How many lines of these records hold the string "headlight"? Reply with the number alone.
─── Source records
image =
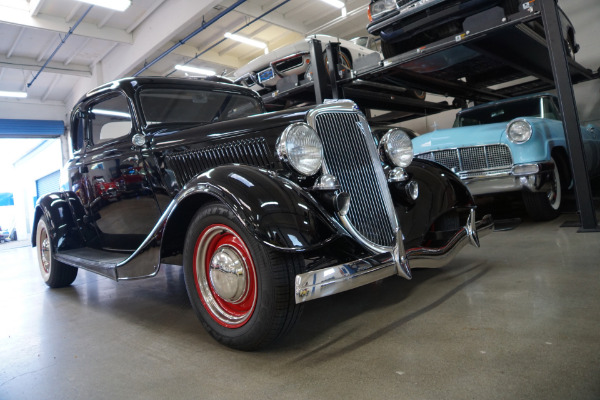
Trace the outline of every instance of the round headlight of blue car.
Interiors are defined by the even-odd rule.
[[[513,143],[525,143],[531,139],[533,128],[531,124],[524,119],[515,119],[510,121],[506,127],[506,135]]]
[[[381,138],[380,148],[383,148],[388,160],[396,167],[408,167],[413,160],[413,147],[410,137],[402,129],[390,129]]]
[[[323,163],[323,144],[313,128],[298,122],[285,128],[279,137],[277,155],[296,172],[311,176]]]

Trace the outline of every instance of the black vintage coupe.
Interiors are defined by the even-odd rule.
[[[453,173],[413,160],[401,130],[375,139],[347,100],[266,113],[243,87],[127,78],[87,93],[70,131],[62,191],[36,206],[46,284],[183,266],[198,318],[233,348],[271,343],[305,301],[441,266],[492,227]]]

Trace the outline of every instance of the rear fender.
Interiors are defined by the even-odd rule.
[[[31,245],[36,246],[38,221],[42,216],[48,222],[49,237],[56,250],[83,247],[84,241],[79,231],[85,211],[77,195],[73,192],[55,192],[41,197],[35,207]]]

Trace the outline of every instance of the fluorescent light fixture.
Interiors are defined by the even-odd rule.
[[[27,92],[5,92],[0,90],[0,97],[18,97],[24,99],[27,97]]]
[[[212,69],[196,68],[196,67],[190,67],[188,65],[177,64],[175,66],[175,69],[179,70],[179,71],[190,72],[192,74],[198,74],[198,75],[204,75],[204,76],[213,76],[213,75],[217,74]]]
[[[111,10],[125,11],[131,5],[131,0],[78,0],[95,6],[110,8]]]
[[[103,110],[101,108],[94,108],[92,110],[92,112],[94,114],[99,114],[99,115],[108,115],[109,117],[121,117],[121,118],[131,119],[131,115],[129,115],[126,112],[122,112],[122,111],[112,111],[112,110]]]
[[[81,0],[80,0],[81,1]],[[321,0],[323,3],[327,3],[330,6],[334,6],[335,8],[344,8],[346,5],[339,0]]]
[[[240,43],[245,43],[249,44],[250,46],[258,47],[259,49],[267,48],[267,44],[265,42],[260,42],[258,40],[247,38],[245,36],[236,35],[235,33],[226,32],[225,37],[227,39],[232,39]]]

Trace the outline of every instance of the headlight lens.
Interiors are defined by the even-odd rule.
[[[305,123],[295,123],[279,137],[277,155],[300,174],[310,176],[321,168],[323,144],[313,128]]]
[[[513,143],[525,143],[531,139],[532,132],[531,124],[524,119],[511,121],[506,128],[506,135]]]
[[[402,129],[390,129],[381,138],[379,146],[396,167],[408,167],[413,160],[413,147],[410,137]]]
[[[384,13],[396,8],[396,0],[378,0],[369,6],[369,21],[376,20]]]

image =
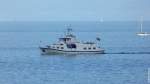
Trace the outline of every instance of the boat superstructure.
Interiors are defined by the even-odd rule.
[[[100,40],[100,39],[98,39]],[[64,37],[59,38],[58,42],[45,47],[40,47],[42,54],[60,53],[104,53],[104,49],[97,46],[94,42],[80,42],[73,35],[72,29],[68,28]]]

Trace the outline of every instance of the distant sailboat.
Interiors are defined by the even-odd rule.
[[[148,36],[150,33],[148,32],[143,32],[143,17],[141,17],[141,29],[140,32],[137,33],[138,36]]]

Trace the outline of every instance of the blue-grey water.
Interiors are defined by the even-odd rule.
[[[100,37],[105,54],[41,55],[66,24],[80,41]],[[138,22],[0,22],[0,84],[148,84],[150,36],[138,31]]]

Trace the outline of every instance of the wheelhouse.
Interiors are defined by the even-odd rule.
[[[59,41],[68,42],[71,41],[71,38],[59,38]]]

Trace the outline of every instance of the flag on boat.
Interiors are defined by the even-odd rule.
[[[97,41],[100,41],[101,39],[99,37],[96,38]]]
──────
─── Source records
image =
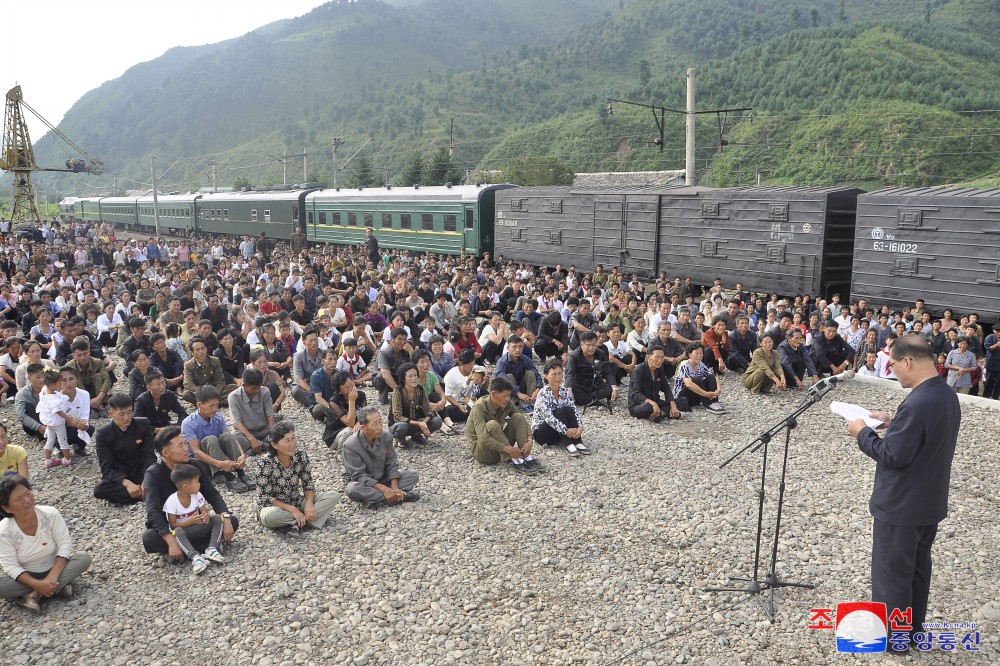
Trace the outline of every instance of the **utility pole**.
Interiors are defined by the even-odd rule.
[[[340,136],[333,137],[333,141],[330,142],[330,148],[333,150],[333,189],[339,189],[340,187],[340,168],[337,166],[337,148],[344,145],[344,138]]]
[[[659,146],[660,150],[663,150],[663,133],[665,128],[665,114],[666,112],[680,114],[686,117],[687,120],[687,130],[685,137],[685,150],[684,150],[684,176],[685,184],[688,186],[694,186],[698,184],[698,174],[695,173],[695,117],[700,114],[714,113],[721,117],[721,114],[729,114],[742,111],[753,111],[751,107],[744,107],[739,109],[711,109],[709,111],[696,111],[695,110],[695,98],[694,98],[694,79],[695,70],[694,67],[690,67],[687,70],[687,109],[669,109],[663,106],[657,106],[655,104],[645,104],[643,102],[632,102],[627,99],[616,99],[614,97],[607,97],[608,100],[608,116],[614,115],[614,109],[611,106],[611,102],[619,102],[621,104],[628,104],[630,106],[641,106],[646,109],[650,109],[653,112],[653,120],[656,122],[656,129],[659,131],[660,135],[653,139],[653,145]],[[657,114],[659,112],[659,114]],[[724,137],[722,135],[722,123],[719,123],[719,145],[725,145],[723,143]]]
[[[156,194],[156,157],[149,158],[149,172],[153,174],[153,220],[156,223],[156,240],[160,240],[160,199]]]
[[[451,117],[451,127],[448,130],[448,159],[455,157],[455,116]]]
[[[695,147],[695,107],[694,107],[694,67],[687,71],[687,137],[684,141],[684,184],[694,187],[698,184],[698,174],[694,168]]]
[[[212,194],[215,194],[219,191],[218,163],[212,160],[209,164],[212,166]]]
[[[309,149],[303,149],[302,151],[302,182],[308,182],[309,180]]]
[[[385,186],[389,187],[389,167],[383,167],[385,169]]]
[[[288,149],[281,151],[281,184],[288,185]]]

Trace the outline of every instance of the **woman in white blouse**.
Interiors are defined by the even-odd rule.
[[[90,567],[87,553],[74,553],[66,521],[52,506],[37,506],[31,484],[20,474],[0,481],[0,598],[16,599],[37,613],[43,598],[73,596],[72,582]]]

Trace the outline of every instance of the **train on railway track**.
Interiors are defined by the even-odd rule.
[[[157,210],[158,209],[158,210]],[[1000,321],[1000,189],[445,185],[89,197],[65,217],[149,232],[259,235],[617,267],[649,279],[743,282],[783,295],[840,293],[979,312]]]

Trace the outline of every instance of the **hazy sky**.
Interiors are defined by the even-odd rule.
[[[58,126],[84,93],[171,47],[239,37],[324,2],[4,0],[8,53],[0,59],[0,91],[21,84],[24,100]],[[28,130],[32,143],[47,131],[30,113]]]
──────
─── Source records
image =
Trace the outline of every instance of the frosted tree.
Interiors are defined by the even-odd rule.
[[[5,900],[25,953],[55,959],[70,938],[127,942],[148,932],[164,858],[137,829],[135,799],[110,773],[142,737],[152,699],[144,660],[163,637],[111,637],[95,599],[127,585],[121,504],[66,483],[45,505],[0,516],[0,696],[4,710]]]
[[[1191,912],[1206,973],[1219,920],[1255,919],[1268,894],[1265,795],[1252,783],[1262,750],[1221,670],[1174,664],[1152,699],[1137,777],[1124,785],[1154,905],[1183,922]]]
──────
Your response: 2